What is being asked -
Rewrite the lines from the one containing "of the wooden" through the end of the listing in full, requests included. Scale each coordinate in the answers by 0.25 and round it to a whole number, with halves going up.

((

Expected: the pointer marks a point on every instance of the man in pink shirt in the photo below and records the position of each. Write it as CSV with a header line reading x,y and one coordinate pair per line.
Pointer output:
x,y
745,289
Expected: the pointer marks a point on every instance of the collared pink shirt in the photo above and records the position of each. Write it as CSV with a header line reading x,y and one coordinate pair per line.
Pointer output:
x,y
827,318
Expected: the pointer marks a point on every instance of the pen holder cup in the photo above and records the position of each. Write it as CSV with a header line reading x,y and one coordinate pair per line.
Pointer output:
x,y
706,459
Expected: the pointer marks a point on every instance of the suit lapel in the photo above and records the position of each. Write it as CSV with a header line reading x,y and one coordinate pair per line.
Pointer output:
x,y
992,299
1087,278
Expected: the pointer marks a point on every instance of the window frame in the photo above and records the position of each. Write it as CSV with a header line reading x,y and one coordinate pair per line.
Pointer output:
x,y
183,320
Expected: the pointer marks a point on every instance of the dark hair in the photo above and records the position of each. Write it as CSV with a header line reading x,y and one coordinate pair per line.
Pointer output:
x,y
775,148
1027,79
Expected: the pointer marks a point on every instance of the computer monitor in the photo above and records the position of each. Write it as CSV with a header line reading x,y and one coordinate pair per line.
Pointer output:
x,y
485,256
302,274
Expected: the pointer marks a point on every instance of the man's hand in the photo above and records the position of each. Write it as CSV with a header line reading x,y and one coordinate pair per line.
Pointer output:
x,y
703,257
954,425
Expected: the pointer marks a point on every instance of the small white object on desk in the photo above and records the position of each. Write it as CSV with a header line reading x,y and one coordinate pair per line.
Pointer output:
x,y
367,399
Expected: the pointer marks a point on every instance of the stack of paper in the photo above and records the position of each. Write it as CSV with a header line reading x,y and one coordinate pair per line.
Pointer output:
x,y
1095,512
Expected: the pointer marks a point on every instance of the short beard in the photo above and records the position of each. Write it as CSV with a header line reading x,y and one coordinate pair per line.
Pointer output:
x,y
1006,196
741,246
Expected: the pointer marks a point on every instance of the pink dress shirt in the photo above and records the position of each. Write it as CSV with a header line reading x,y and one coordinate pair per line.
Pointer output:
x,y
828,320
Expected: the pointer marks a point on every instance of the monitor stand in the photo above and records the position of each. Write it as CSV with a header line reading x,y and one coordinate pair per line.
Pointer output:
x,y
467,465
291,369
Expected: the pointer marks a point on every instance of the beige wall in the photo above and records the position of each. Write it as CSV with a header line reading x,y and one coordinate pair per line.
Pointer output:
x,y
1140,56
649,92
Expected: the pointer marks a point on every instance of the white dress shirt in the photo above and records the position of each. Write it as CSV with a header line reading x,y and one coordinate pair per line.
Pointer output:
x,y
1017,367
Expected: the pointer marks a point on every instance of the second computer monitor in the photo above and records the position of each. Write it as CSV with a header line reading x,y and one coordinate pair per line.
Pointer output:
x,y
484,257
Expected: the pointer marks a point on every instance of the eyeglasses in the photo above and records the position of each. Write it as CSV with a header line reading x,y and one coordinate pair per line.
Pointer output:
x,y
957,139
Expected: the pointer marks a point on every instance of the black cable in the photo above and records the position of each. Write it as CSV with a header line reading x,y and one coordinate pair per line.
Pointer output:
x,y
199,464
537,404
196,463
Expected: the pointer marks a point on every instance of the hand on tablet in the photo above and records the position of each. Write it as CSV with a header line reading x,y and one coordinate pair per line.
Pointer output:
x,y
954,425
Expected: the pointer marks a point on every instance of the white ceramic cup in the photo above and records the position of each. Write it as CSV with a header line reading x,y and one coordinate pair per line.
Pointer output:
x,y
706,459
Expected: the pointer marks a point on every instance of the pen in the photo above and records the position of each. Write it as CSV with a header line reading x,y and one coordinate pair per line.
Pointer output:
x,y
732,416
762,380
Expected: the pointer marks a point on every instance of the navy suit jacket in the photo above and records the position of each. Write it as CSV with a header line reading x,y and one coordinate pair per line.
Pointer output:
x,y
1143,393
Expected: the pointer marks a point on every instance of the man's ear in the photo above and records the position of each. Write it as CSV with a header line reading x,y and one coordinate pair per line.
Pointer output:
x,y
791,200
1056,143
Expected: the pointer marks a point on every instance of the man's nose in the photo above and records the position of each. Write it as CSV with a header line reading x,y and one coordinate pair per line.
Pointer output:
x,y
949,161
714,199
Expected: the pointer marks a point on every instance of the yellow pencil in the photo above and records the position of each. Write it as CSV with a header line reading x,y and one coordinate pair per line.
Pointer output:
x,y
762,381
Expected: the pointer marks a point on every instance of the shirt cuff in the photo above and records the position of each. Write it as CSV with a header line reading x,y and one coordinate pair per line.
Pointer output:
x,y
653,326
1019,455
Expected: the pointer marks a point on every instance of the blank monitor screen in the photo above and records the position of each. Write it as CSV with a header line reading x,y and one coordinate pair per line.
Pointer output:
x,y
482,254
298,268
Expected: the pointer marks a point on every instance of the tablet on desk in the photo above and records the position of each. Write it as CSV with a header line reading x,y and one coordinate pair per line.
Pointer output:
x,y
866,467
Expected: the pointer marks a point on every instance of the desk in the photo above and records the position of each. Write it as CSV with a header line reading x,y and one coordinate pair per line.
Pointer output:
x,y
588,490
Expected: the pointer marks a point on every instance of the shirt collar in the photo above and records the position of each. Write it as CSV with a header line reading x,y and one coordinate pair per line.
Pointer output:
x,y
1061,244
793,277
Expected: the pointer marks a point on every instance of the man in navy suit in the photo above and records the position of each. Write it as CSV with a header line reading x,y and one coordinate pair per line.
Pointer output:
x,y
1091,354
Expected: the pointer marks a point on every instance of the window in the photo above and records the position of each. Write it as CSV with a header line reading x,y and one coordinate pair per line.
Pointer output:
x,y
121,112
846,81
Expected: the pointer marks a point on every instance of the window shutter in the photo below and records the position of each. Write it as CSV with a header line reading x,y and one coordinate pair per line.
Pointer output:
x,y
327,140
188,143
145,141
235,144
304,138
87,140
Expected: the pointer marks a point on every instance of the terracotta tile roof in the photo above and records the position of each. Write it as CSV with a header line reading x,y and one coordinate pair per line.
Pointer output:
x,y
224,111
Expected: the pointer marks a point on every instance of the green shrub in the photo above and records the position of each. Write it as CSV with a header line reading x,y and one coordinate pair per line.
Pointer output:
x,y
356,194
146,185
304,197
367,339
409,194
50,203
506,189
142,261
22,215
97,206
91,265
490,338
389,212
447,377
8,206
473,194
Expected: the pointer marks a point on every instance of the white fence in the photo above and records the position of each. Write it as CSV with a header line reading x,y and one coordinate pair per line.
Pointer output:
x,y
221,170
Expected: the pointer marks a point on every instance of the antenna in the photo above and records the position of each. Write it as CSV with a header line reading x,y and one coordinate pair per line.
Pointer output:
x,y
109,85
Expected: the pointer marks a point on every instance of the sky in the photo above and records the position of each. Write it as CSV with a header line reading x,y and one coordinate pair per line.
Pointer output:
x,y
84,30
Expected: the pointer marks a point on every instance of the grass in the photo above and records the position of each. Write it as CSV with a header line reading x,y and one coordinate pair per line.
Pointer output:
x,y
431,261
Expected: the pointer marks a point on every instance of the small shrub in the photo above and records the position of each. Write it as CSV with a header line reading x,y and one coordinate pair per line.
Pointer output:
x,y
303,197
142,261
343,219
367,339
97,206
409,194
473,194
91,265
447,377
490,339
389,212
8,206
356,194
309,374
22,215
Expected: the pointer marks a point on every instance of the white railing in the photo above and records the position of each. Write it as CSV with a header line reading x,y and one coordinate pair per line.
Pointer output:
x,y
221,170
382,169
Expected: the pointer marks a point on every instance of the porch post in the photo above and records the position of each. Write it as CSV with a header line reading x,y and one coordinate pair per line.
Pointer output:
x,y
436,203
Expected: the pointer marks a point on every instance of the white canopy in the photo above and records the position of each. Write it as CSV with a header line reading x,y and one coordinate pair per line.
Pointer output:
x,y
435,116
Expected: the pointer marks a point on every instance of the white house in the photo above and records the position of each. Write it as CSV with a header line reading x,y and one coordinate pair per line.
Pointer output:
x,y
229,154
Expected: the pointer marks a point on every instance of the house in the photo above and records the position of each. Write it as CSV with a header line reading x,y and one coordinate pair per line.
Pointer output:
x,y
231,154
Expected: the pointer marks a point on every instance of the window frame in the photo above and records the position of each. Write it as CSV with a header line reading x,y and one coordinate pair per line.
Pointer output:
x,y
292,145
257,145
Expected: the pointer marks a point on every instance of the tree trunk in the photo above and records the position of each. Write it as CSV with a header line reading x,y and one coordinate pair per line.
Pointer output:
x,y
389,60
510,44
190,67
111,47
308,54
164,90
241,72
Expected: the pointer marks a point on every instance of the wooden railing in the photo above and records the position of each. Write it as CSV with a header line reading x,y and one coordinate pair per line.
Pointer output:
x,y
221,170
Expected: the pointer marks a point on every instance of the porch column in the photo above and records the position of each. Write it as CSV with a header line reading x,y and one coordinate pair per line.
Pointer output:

))

Final answer -
Expected: the pointer marks a point on every instance of the wooden railing in the photo above and records the position of each. Write it as CSV with a header line reading x,y and one coordinate pair per line.
Pointer output:
x,y
55,43
Expected: the pointer marks a point on every instance of the porch column in the photo above and records the position of each. Write it as CSV with a header line reading x,y and one coordinate pair per line.
Pointer output:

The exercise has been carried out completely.